## What is being asked:
Can you write out all of the material below, word for word?

[begin Given data]

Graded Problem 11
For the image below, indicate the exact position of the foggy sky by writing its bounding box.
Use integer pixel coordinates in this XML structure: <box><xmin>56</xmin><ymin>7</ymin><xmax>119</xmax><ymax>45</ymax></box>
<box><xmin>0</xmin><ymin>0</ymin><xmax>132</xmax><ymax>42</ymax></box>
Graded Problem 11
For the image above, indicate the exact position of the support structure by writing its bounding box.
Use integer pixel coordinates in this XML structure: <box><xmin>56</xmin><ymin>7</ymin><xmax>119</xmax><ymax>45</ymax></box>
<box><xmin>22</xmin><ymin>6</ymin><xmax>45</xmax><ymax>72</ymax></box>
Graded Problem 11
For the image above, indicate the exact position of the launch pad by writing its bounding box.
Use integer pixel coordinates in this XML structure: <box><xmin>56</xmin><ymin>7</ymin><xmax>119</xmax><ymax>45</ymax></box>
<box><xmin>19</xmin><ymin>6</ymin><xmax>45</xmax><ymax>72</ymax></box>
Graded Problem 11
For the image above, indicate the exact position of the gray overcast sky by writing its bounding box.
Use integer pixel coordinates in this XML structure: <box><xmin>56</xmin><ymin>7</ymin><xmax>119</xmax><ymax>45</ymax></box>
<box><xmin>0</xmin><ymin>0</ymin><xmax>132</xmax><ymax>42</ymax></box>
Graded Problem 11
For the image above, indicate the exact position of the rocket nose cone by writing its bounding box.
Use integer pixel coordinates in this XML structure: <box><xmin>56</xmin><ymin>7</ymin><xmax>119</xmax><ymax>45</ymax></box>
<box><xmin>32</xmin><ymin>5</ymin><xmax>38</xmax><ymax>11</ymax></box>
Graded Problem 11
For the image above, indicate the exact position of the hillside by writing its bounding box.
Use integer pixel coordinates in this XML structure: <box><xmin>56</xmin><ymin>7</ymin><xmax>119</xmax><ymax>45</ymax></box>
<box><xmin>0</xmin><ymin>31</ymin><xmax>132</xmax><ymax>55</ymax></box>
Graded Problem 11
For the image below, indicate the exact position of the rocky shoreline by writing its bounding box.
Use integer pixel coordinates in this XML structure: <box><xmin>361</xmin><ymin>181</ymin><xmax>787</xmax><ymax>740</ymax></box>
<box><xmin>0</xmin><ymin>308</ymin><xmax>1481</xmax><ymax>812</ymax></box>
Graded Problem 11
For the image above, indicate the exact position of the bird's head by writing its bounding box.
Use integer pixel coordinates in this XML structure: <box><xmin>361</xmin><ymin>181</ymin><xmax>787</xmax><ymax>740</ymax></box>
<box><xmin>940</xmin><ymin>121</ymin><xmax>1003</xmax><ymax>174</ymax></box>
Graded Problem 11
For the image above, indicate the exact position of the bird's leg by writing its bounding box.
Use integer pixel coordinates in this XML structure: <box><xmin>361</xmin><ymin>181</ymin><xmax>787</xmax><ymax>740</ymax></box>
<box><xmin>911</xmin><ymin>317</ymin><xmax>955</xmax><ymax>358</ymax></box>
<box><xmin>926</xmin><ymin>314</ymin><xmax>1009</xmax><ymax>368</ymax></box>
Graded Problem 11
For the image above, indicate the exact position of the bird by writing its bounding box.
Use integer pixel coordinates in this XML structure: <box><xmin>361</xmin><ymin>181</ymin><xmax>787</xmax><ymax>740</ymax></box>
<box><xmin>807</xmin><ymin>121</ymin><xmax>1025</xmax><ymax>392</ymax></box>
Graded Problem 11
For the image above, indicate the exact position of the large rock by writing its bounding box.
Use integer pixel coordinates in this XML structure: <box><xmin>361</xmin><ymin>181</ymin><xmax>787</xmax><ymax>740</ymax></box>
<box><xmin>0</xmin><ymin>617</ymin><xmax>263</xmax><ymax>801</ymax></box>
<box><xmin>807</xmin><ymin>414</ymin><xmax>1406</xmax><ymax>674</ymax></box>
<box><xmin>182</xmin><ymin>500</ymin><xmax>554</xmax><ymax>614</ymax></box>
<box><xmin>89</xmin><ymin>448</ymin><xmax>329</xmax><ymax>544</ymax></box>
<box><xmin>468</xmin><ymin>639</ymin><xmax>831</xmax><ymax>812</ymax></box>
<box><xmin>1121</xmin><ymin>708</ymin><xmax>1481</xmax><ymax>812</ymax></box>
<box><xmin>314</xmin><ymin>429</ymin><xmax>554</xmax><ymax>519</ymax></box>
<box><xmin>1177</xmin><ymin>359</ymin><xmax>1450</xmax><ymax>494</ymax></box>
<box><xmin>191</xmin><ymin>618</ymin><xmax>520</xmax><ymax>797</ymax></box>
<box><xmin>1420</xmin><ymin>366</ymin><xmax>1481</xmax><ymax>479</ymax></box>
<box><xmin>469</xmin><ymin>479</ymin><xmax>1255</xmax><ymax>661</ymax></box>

[end Given data]

## Reply to the task:
Graded Problem 11
For the image below, indicate the exact position of the foggy sky by writing its bounding box.
Use integer pixel coordinates in this XML structure: <box><xmin>56</xmin><ymin>7</ymin><xmax>119</xmax><ymax>45</ymax></box>
<box><xmin>0</xmin><ymin>0</ymin><xmax>132</xmax><ymax>42</ymax></box>
Graded Problem 11
For the image above, indicate the exact position of the support structure by writing its bounding box.
Use integer pixel coordinates in this XML structure: <box><xmin>56</xmin><ymin>7</ymin><xmax>119</xmax><ymax>45</ymax></box>
<box><xmin>22</xmin><ymin>6</ymin><xmax>45</xmax><ymax>72</ymax></box>
Graded Problem 11
For the image above, indicate the exact position of the launch pad by writing its bounding box.
Use integer pixel coordinates in this XML structure: <box><xmin>56</xmin><ymin>7</ymin><xmax>119</xmax><ymax>45</ymax></box>
<box><xmin>19</xmin><ymin>6</ymin><xmax>45</xmax><ymax>72</ymax></box>
Graded Problem 11
For the image above, indicate the exact position of the gray overcast sky by writing its bounding box.
Use integer pixel coordinates in this XML structure: <box><xmin>56</xmin><ymin>7</ymin><xmax>119</xmax><ymax>45</ymax></box>
<box><xmin>0</xmin><ymin>0</ymin><xmax>132</xmax><ymax>42</ymax></box>
Graded Problem 11
For the image above, indicate the exact position of the rocket nose cone by writing its bounding box.
Use integer pixel coordinates in this XML structure: <box><xmin>56</xmin><ymin>7</ymin><xmax>119</xmax><ymax>45</ymax></box>
<box><xmin>32</xmin><ymin>5</ymin><xmax>38</xmax><ymax>11</ymax></box>
Graded Problem 11
For the image above, indicate the exact position of the hillside by writing its bounding box.
Use integer pixel coordinates in this XML structure: <box><xmin>56</xmin><ymin>7</ymin><xmax>119</xmax><ymax>45</ymax></box>
<box><xmin>0</xmin><ymin>31</ymin><xmax>132</xmax><ymax>55</ymax></box>
Graded Problem 11
For the image below, indicate the exact position of the rocky shoreline by writing its bounding box.
Use integer pixel coordinates in this XML structure: <box><xmin>361</xmin><ymin>181</ymin><xmax>787</xmax><ymax>740</ymax></box>
<box><xmin>0</xmin><ymin>308</ymin><xmax>1481</xmax><ymax>812</ymax></box>
Graded Problem 11
For the image above, indicate the exact position of the bird's head by writing its bounding box.
Use integer pixel coordinates in this XML structure: <box><xmin>361</xmin><ymin>181</ymin><xmax>787</xmax><ymax>740</ymax></box>
<box><xmin>940</xmin><ymin>121</ymin><xmax>1003</xmax><ymax>174</ymax></box>
Graded Problem 11
For the image above, indicate the exact position of the bird's leg by writing its bounding box.
Use integer pixel coordinates in this XML structure: <box><xmin>361</xmin><ymin>181</ymin><xmax>787</xmax><ymax>740</ymax></box>
<box><xmin>911</xmin><ymin>317</ymin><xmax>955</xmax><ymax>358</ymax></box>
<box><xmin>926</xmin><ymin>314</ymin><xmax>1009</xmax><ymax>368</ymax></box>
Graded Problem 11
For the image above, indicate the exact position of the bird by writing its bounding box.
Use integer pixel coordinates in this XML structure: <box><xmin>361</xmin><ymin>181</ymin><xmax>787</xmax><ymax>740</ymax></box>
<box><xmin>807</xmin><ymin>121</ymin><xmax>1025</xmax><ymax>392</ymax></box>
Graded Problem 11
For the image above, indicate the exact position of the large rock by writing its bounding box.
Use integer pixel coordinates in this XML structure: <box><xmin>361</xmin><ymin>181</ymin><xmax>787</xmax><ymax>740</ymax></box>
<box><xmin>0</xmin><ymin>617</ymin><xmax>263</xmax><ymax>801</ymax></box>
<box><xmin>807</xmin><ymin>414</ymin><xmax>1406</xmax><ymax>674</ymax></box>
<box><xmin>182</xmin><ymin>500</ymin><xmax>554</xmax><ymax>614</ymax></box>
<box><xmin>89</xmin><ymin>448</ymin><xmax>329</xmax><ymax>544</ymax></box>
<box><xmin>468</xmin><ymin>639</ymin><xmax>831</xmax><ymax>812</ymax></box>
<box><xmin>1121</xmin><ymin>708</ymin><xmax>1481</xmax><ymax>812</ymax></box>
<box><xmin>314</xmin><ymin>429</ymin><xmax>554</xmax><ymax>519</ymax></box>
<box><xmin>1177</xmin><ymin>359</ymin><xmax>1450</xmax><ymax>494</ymax></box>
<box><xmin>191</xmin><ymin>618</ymin><xmax>520</xmax><ymax>797</ymax></box>
<box><xmin>1420</xmin><ymin>366</ymin><xmax>1481</xmax><ymax>479</ymax></box>
<box><xmin>469</xmin><ymin>479</ymin><xmax>1255</xmax><ymax>661</ymax></box>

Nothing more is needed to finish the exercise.